> CHALLENGE: Copy out every entry below, swapping "Draw the outline" for "Trace the outline" wherever it appears and leaving everything else untouched.

-- BEGIN THE DATA --

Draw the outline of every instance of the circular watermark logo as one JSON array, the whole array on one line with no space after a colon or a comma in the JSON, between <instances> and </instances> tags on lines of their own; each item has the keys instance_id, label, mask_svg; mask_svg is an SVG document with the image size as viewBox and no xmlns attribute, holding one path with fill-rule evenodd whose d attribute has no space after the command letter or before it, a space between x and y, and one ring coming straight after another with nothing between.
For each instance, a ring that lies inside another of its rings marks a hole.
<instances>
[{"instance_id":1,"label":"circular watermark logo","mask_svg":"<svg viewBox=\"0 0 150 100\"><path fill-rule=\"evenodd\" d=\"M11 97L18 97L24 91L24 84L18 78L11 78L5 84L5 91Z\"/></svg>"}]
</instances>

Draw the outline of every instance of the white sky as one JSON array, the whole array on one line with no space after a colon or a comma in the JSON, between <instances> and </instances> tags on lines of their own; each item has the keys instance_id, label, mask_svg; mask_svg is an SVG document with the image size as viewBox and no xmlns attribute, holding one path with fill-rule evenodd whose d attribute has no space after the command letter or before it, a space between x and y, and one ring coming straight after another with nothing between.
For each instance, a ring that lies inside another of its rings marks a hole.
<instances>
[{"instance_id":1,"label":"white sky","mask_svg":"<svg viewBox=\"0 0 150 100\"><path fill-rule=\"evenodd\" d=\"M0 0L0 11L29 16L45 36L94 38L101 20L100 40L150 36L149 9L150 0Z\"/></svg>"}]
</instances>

-- END THE DATA --

> SOLUTION:
Trace the outline of every instance of the circular watermark logo as one JSON array, the whole array on one line with no space after a colon or a comma in the JSON, between <instances> and </instances> tags on lines of their own; each item has the keys instance_id, label, mask_svg; mask_svg is an SVG document with the image size as viewBox and no xmlns attribute, holding one path with fill-rule evenodd whose d attribute has no space after the command letter or before it, a space between x and y, and one ring coming straight after another with nothing between.
For each instance, a ring that lies inside another of its rings marks a hole.
<instances>
[{"instance_id":1,"label":"circular watermark logo","mask_svg":"<svg viewBox=\"0 0 150 100\"><path fill-rule=\"evenodd\" d=\"M11 97L18 97L24 91L24 84L18 78L11 78L5 84L5 91Z\"/></svg>"}]
</instances>

Trace the outline of every instance of the white sky as one JSON array, the whole array on one line with no space after a colon or a comma in the JSON, between <instances> and </instances> tags on lines of their own; each item has the keys instance_id, label, mask_svg; mask_svg is an SVG document with the image size as viewBox and no xmlns attribute, holding one path with fill-rule evenodd whose d attribute has no space after the command letter or before it, a space between x and y, and one ring coming straight after another with nothing between.
For each instance, a ring that lies inside another of its rings marks a hole.
<instances>
[{"instance_id":1,"label":"white sky","mask_svg":"<svg viewBox=\"0 0 150 100\"><path fill-rule=\"evenodd\" d=\"M0 0L0 11L29 16L45 36L94 38L101 20L100 40L150 36L149 9L150 0Z\"/></svg>"}]
</instances>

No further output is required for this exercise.